# Request:
Please turn all of the material below into a numbered list with no blank lines, leaving the pictures out.

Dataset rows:

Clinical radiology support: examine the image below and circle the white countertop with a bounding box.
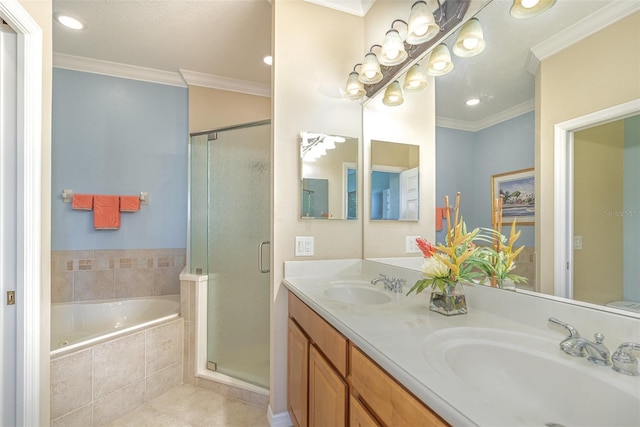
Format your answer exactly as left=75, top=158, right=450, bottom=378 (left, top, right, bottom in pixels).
left=283, top=260, right=640, bottom=426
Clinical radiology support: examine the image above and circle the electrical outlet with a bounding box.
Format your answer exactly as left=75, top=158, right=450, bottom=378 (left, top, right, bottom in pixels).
left=405, top=236, right=420, bottom=254
left=295, top=236, right=313, bottom=256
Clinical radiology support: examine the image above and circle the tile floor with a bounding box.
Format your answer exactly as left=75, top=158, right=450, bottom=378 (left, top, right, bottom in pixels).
left=104, top=384, right=269, bottom=427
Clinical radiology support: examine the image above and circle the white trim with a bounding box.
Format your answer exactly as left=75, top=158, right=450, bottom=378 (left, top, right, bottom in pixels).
left=553, top=99, right=640, bottom=298
left=436, top=99, right=535, bottom=132
left=180, top=69, right=271, bottom=97
left=0, top=1, right=42, bottom=426
left=267, top=405, right=293, bottom=427
left=53, top=52, right=187, bottom=87
left=525, top=0, right=640, bottom=75
left=304, top=0, right=376, bottom=17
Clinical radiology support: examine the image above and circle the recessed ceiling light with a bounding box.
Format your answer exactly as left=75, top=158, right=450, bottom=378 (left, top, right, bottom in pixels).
left=56, top=14, right=84, bottom=30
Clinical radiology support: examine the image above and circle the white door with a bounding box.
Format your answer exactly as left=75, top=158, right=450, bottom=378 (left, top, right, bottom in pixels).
left=0, top=24, right=17, bottom=426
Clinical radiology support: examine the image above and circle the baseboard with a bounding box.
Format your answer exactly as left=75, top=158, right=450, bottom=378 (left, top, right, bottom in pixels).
left=267, top=405, right=293, bottom=427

# Final result:
1. Clinical radiology support: examine the image below and circle the white countertop with a bounding box.
2. Format your answer exactly as left=75, top=158, right=450, bottom=378 (left, top, right, bottom in pixels).
3. left=283, top=260, right=640, bottom=426
4. Clinical radiology support: examine the image above and circle the electrical outlet with a bounding box.
5. Format your answer exactly as left=75, top=158, right=450, bottom=378 (left, top, right, bottom in pixels).
6. left=405, top=236, right=420, bottom=254
7. left=295, top=236, right=313, bottom=256
8. Clinical radiology support: examine the image above and circle the tile floor with a bounding box.
9. Format your answer exactly as left=75, top=158, right=450, bottom=378 (left, top, right, bottom in pixels).
10. left=104, top=384, right=269, bottom=427
11. Clinical radiology support: examine the image above and circle the white trim with a bounding box.
12. Format your answer exactly as left=75, top=158, right=450, bottom=378 (left, top, right, bottom in pixels).
13. left=553, top=99, right=640, bottom=298
14. left=436, top=99, right=535, bottom=132
15. left=180, top=69, right=271, bottom=97
16. left=0, top=1, right=42, bottom=426
17. left=267, top=405, right=293, bottom=427
18. left=53, top=52, right=187, bottom=87
19. left=525, top=0, right=640, bottom=75
20. left=304, top=0, right=376, bottom=17
21. Clinical radiology support: examine the image above and circle the recessed ceiling light with a bounding box.
22. Format your answer exactly as left=75, top=158, right=450, bottom=378 (left, top, right, bottom in pixels).
23. left=56, top=14, right=84, bottom=30
24. Clinical radiology support: examine the image above and circle the white door with a bounding box.
25. Format your answer exactly as left=75, top=158, right=450, bottom=378 (left, top, right, bottom in pixels).
26. left=0, top=24, right=17, bottom=426
27. Clinical radiology support: examine the image above and circle the baseboard with a bounding box.
28. Format your answer exactly as left=75, top=158, right=450, bottom=378 (left, top, right, bottom in pixels).
29. left=267, top=405, right=293, bottom=427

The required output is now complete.